Work instructions →
1. Judge whether each statement agrees with the leash-training thread, answering yes or no and quoting the words of the thread that settle it: (a) the puppy's main leash problem is pulling; (b) the puppy is six months old; (c) Thumper's dog is drawn to a strip of trees on their walk.
2. Write the next part of the leash-training thread, picking up after its final sentence.

-------- Passage provided

# Leash Training - different problem!



## havmum (Jun 26, 2007)

Hi everyone!

I'm fairly new to this forum, so I thank you all in advance for your advice!

I have an adorable 6-month old puppy and he is amazing in every respect except for his leash-walking skills. However, we don't have the common problem of pulling - his problem is that he sits back and refuses to move if he wants to stop and smell something! A walk down the street takes 10 minutes because he wants to stop and smell everything and if I try to pull him gently to get him to move he sits back and digs in and refuses to move. What should we do to get him to nicely do loose leash walking? I've tried encouraging, I've tried treats, but really all he wants to do is smell everything. Please help!

Thanks so much!


----------



## Thumper (Feb 18, 2007)

Are you doing the same "route"? Or does he do this no matter WHERE you walk?

Is there a place where you can walk on a paved road or wide sidewalk? That way, you could keep him a little farther from the grass and other 'dog' smells.

I have to fight w/ my girl on one part of our walk, there is a strip of trees that must have alot of big smells because she tries SO hard to go over there and smell! And if I let her, she'll buck on leaving, too. So, I know how frustrating it is.

----------------
-------- Supplied information

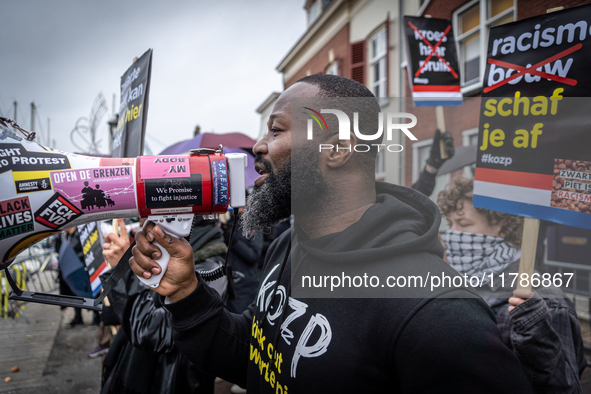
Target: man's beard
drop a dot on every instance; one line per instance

----------------

Results for the exercise →
1.
(a) No: "we don't have the common problem of pulling"
(b) Yes: "I have an adorable 6-month old puppy"
(c) Yes: "there is a strip of trees that must have alot of big smells because she tries SO hard to go over there and smell!"

2.
Now, when I get close to that row of trees, I walk further out to the middle of the street or across the street. I plan on eventually being able to walk next to them without distraction, but right now I am just trying to break her habit.

Kara


----------



## irnfit (Nov 21, 2006)

Thjat's just what dogs do, they smell everything. Kodi will just plant his feet and I can't move that 11 lb furball without pulling him. I let them smell a little, then say Ok, let's go and give a little tug on the leash. It works for us.


----------



## Lina (Apr 26, 2007)

Kubrick is allowed to smell a little bit and then I say Come on and give a tug, like Michele does with Kodi and Shelby. Sometimes the tug involves quite a bit of pulling, but he will come after me eventually. If you're afraid of pulling and hurting him, I would suggest to get a harness. After I did, I also found that Kubrick is a lot better about following me if I give him a tug. He didn't like the collar for some reason. Maybe a harness will help you on your walks. Good luck!


----------



## havmum (Jun 26, 2007)

Hi everyone, thanks for all your advice! 

He used to only do it mostly on the grass, but now he's obsessed with sniffing the sidewalk too! When I tug and say "OK, let's go" he kind of looks at me like "I don't want to go", digs in/pulls back, and then goes back to sniffing. I'm afraid to tug any harder because I don't want to pull his neck so I think I'll try getting a harness. I guess the reason I haven't bought a harness yet is because a trainer we had once said that a harness gives him too much "freedom" and I won't be able to give him "corrections" (e.g. tug and tell him to go, or when he doesn't listen to him when he says sit). 

Do you guys use collars or harnesses?

Also, even if he is walking, sometimes he has his nose *glued* to the ground so he doesn't walk very fast! I just want to get him to do some "loose leash walking" instead of always lagging behind me.

Thanks again!


----------



## havmum (Jun 26, 2007)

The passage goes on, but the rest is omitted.